▸ Problem to work on:
Reproduce the material below line for line, changing nothing and leaving nothing out.

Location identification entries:
= = = = =
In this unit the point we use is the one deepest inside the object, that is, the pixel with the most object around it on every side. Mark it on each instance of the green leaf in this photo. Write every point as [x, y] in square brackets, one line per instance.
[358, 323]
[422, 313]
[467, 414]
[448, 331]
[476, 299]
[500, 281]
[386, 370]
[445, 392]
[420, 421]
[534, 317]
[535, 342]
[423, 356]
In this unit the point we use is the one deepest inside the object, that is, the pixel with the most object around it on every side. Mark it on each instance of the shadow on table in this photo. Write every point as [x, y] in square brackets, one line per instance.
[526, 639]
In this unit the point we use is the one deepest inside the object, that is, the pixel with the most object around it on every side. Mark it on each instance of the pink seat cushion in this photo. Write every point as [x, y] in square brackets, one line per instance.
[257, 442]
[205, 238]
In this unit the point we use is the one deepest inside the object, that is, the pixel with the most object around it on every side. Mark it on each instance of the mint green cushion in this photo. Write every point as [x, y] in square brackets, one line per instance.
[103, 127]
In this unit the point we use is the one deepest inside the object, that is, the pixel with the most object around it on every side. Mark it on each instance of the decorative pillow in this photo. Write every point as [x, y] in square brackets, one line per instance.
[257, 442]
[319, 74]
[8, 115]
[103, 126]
= = = = =
▸ Solution to this task:
In this unit the point we use is the one deepest inside the object, that is, the pixel with the most object around it on every side. Mark it on each instance of the green leaf in this photo. Write every point as [x, y] in square brackets, one line per instance.
[358, 323]
[422, 313]
[467, 414]
[448, 331]
[476, 299]
[500, 281]
[386, 370]
[445, 392]
[420, 421]
[534, 317]
[535, 342]
[423, 356]
In this unit the point we use is the one deepest inside the object, that is, the pixel with the most object around it on every side. Mark it on each instance of the shadow on table in this photo. Write every point as [x, y] in square brackets, one line per instance.
[526, 639]
In this unit the point we use is the one deepest inside the object, that is, the pixel with the most object around it on every side. Mark it on each instance of the pink seat cushion in this photo. Write every point as [x, y] in square brackets, one line per instance.
[257, 442]
[205, 238]
In this unit the point we use is the one deepest inside the object, that is, the pixel with the most object around it on every side. Mark it on each instance of the mint green cushion in this photo. Write every point as [x, y] in square brackets, one line per instance.
[103, 127]
In this unit the point we use is the one deepest inside the object, that is, the pixel with the most object around it on every side. Mark it on each instance of the decorative pillow in this photo. Write every point as [x, y] in square brackets, one line per instance.
[257, 442]
[319, 74]
[8, 115]
[103, 126]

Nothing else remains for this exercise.